Quoted passage.
______________________________

Trust this conflicted Canuck, who's followed the proceedings with a mixture of pride and embarrassment, when he says that the Games will leave their host country with a Canadian Club-worthy hangover. Canada's first casualty at the Games was its national unity. The near complete absence of French-Canadian dignitaries and French language programming at the opening ceremony has ignited a new cycle of recriminations between French-speaking Quebec and the rest of Canada. While it's tempting to dismiss this tiff as the quaint quarreling of a hopelessly provincial country, Quebec makes up a quarter of Canada's population and has come close to separating from the country on multiple occasions. With characteristic clumsiness, the Vancouver Olympic Committee has woken up the proverbial elephant in the igloo, stoking regional and cultural resentments .

Canada's official credo of "peace, order, and good government" has also taken a hit on the streets of Vancouver, where battles between police and protestors have raged throughout the Games. The demonstrators are quite the motley crew—environmentalists, anti-poverty activists, the occasional hockey fan led astray by his beer goggles—yet events like the Poverty Olympics, a mock opening ceremony held by 12 anti-Olympic groups, have successfully undermined the feel good globo-blather of the IOC. With one of the highest concentrations of intravenous drug users in the world, Vancouver's Downtown East Side has received particular attention in the international press, and rightly so. Canada's poorest neighborhood is a powerful symbol of the mismatched priorities that lead local and federal governments to invest billions of dollars in state-of-the-art athletic facilities while neglecting the most vulnerable citizens living in their shadow.

Olympic enthusiasts will surely dismiss such critiques as sour grapes from the anti-globalization crowd, the perennially piqued folks who object to any gathering with overtones of multinational cooperation. But the argument that the Olympics' enormous, fast-track infrastructure projects put a strain on public coffers has undeniable resonance across Canada. It was only a few years ago that the perpetually bankrupt, pothole-ridden city of Montreal was able pay off the debts accrued from its own Olympic Games. The 1976 Olympic Games. The Vancouver Games look to continue this trend, costing British Columbia taxpayers somewhere in the neighborhood of $6 billion. When the Olympic Village's private developers began generating enormous cost overruns, forcing the City of Vancouver to prop them up them with hundreds of millions in loans, beleaguered locals coined another unflattering moniker for the 21st Olympiad: "The Bailout Games."

______________________________

Records shown.
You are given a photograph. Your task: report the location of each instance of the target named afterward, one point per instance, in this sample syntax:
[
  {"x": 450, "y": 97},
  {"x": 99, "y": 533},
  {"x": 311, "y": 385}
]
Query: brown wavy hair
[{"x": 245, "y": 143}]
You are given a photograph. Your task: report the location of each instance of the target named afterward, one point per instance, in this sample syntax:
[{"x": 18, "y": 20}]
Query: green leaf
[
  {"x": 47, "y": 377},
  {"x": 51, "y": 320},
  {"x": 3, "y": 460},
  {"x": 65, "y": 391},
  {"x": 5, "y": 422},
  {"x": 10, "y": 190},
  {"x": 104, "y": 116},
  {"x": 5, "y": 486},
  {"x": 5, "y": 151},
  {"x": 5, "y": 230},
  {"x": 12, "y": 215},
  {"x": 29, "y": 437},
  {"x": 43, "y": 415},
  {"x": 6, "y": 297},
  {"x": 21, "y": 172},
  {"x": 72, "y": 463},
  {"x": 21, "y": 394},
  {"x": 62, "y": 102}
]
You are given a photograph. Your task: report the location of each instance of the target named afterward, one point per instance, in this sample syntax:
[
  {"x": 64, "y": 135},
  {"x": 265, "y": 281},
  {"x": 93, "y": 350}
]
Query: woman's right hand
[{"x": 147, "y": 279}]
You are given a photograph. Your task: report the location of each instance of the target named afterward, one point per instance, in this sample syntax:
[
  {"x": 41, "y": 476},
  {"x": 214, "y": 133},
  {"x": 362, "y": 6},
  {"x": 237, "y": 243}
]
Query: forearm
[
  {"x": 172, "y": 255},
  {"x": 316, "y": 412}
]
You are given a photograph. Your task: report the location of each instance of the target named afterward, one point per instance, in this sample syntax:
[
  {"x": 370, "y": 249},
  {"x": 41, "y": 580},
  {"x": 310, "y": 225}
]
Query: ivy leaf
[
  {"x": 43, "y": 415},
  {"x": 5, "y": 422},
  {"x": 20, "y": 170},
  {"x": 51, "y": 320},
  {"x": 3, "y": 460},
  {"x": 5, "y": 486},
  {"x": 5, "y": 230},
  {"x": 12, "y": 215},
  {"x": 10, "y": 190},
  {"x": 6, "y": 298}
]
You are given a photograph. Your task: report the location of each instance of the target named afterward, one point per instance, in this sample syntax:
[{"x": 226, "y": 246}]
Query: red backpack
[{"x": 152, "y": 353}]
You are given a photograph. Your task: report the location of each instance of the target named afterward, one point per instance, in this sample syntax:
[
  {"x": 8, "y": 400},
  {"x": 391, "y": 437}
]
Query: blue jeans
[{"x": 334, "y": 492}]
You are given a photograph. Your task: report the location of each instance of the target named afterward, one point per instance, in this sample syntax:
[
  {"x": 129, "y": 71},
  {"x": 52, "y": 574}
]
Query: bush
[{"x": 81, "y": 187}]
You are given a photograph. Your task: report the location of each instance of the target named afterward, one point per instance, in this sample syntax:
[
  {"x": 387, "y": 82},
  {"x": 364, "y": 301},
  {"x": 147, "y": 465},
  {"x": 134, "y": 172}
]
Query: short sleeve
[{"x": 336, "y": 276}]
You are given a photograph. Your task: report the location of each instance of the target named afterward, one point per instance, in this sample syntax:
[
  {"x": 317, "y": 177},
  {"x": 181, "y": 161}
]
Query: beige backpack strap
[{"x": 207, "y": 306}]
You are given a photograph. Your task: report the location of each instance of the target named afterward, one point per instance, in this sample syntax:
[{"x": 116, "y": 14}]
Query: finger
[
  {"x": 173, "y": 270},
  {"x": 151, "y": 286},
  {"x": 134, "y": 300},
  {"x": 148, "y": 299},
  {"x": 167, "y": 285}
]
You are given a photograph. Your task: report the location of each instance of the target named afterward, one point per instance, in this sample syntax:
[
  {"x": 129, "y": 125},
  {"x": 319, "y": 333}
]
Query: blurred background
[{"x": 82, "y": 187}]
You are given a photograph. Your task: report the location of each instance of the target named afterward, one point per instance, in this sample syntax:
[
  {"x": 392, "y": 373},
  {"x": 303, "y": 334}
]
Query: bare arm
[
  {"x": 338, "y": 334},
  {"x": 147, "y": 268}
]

______________________________

Actions to take.
• a. List every line in the records above that contains the string "backpack". Treat uppercase and lowercase letters as different.
• b. Extend the commentary on the Vancouver Olympics, picking up right after its final sentence.

Expected responses.
• a.
Query: red backpack
Query: beige backpack strap

• b.
Canadians are resilient. We'll weather these public policy headaches and the PR nightmare of the past two weeks as surely as we withstand a blitzkrieg of blizzards every winter. But Canada is a small country with a big inferiority complex. We crave the approval of other countries and none more so than the juggernaut on our southern border. Which brings us to the ultimate humiliation Canada has suffered at these woe-begotten Olympics Games: losing to the United States in men's hockey for the first time in 50 years. More than softwood lumber or oil from the Alberta tar sands, hockey players are Canada's most abundant natural resource, accounting for over half the talent in the National Hockey League. The nation's hockey prowess is the one subject on which a Canadian's characteristic modesty is sure to dissipate faster than snow in Death Valley, revealing a potent—dare I say American?—streak of overconfidence. Deeply humbled, but still fighting its way through the competition, the men's team must win every one of its remaining games or provoke a crisis of national identity.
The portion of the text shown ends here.